>> BEGIN DOCUMENT PASSAGE

[racket] TR Parameterization Question
On Fri, Nov 2, 2012 at 2:40 PM, Ray Racine <ray.racine at gmail.com> wrote:
> The immediate below works for me. It nags in the sense that S1 has a
> irrelevant type parameter.
> Below I attempt to shift the type parameter inside, which the TR parse
> happily allows. However, later things fall apart.
>
> One interpretation of what I'm tying to do is: S0 encodes a Collection of T,
> S1 encodes a filter of a Collection of T and S2 encodes a mapping of a
> Collection of T to a Collection of V.
>
> Roughly supports a running of a combinations of S as follows:
> (applyS (applyS s0 s1) s2) ==> '(hello world)
>
> So which of the following are correct statements.
> 1) In the below, the parameterization of f in S2 should give a syntax error.
> 2) In the below, it should work but there is a TR bug or I'm doing it wrong
> etc.
> 3) In the below, the S2 definition and parameterization of f is
> syntactically fine but it doesn't mean what I think it means.
> 4) In the above, there is a way to do the above and avoid the use of the
> dummy Nothing in S1.

>> END DOCUMENT PASSAGE

* PROBLEM TO WORK ON *
Pick up the Typed Racket parameterization thread after its last line and keep writing it.

>> BEGIN DATA PROVIDED

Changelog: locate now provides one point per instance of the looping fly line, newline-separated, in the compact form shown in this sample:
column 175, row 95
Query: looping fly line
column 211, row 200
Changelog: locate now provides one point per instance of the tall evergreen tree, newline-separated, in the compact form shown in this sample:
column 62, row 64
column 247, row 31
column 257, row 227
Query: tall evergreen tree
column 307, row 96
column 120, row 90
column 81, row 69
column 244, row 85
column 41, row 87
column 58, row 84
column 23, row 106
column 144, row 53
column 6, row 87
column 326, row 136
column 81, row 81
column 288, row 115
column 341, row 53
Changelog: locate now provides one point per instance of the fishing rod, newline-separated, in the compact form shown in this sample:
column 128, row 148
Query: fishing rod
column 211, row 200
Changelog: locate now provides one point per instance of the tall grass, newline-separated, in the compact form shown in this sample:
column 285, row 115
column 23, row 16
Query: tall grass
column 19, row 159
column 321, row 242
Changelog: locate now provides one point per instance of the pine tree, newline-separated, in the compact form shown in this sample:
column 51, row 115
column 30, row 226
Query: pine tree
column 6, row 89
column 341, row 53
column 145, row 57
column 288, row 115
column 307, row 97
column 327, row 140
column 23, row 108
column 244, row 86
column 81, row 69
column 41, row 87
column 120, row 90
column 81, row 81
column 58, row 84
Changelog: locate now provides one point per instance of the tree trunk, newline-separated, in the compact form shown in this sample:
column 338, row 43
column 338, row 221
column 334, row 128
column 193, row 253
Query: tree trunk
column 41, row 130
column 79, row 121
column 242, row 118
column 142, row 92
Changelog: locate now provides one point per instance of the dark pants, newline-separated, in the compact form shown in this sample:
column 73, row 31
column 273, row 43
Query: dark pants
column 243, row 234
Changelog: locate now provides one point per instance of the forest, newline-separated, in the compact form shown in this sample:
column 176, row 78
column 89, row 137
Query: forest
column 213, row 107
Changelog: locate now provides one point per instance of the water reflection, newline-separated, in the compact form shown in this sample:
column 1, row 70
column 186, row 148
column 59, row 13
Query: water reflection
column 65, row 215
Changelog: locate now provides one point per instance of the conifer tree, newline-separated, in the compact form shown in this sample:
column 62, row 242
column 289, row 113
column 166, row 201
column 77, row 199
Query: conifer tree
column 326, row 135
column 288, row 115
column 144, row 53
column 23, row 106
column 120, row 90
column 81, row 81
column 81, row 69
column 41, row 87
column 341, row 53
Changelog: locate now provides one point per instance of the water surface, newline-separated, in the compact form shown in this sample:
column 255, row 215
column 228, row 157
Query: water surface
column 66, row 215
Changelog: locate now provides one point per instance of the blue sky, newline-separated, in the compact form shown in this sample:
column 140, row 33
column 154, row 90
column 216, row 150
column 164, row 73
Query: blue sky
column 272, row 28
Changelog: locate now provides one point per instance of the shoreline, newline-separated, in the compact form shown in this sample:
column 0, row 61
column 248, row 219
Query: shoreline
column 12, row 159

>> END DATA PROVIDED

* RESULT OF THE TASK *
(3) is the correct answer. Moving the quantification inside the type
of the `f` field means something very different from "omitting" the
extra type parameter. Instead, (All (V) (T -> V)) means that each
`S2` must have an `f` that can produce any `V` that its consumer might
want. Since the definer of the function can't know what `V` the user
will pick, it can't return anything at all, and must error or loop
forever.
The uncommented code that you wrote is correct here. Another way to
think about this is to write down the data type in Haskell.
data S t v = S0 [t] | S1 (S t v) (t -> Boolean) | S2 (S t v) (t -> v)
This corresponds exactly to what you wrote, complete with extra type
parameters for S1:
Prelude> :t S1
S1 :: S t v -> (t -> Bool) -> S t v
Typed Racket has you specify these separately, and it fills in a type
for `V` earlier than Haskell does, but here it fills in the most
useful type, `Nothing`, which can be put in any context.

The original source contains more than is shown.